Given passage.
▼

Operation Caliph, a Gripping Terrorism Thriller

The Bottom Line: Operation Caliph breathes new life into the post-9/11 terrorism thriller genre. Gripping from beginning to end.

The third book in G.J. Rayner & E.M. Rayner’s 9/11-era-themed series opens during a July 4th celebration in 2002, where a terror attack claims at least 25 lives and wounds over 100. Ibrahim Haddad, and his lover, Inga Doudin were responsible for the assault, and OMICRON, a Christian security contractor and intelligence organization specializing in black ops, is tasked with finding them.

But that won’t be easy. By July 8th, both terrorists were in Cancun, having undergone reconstructive surgery. What’s more, they’ve got plenty of money and a plan that takes them through Cuba to St Martin and other exotic locales. And this is exactly where the story transforms from a solid terrorism thriller to a bonafide page turner.

Ibrahim doesn’t quite fit the mold of the stereotypical 9/11-era jihadist. He orders Johnny Walker Gold on the rocks, high-end champagne and prefers five-star resorts over under-the-radar safe houses. Their plan goes awry as Ibrahim discovers that his financial safety net is in serious peril. A series of cyber-attacks has devastated Al Qaeda’s bank accounts and those of all its top leaders. What’s more, a connected company’s stock has collapsed. Haddad asks a shady attorney named Peter Van Hansza to funnel money from a separate account. Just days later, Peter informs him that he has told “the infidels” about their business together before his next action, which will both shock and surprise readers.

While OMICRON’s global manhunt is well-crafted and gets plenty of attention, chapters told from the terrorists’ point of view are what distinguishes Operation Caliph from other post-9/11 thrillers. Following along with Haddad as they flee through the Caribbean, Mali, Tunisia and elsewhere with OMICRON hot on their trail is nothing short of riveting. While the Rayners don’t go as far as to make Haddad sympathetic, their insights do render him multi-dimensional.

While the Rayners’ growing body of work is recommended, Operation Caliph works well as a stand-alone novel.

▲

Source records
▼

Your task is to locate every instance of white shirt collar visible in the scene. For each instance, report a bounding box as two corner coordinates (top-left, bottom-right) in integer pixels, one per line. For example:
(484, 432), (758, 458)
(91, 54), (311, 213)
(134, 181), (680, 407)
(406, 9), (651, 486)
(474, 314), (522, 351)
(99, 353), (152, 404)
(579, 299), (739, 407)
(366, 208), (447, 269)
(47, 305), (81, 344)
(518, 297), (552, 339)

▲

What you will do.
**1.** Based on the review of Operation Caliph, decide whether each statement agrees with it: (a) the book opens during a July 4th celebration in 2002; (b) the book only makes sense after reading the earlier books in the series; (c) Ibrahim prefers under-the-radar safe houses. For each, answer yes or no and quote the words that decide it.
**2.** List every place name the review of Operation Caliph gives for where the two terrorists go or flee.
**3.** From the review of Operation Caliph, pull out the part that opens with the words containing "The Bottom Line: Operation" and closes with "bonafide page turner.".

Responses to the exercise.
**1.**
(a) Yes: "opens during a July 4th celebration in 2002"
(b) No: "Operation Caliph works well as a stand-alone novel"
(c) No: "prefers five-star resorts over under-the-radar safe houses"

**2.** Cancun, Cuba, St Martin, the Caribbean, Mali, Tunisia

**3.**
The Bottom Line: Operation Caliph breathes new life into the post-9/11 terrorism thriller genre. Gripping from beginning to end.

The third book in G.J. Rayner & E.M. Rayner’s 9/11-era-themed series opens during a July 4th celebration in 2002, where a terror attack claims at least 25 lives and wounds over 100. Ibrahim Haddad, and his lover, Inga Doudin were responsible for the assault, and OMICRON, a Christian security contractor and intelligence organization specializing in black ops, is tasked with finding them.

But that won’t be easy. By July 8th, both terrorists were in Cancun, having undergone reconstructive surgery. What’s more, they’ve got plenty of money and a plan that takes them through Cuba to St Martin and other exotic locales. And this is exactly where the story transforms from a solid terrorism thriller to a bonafide page turner.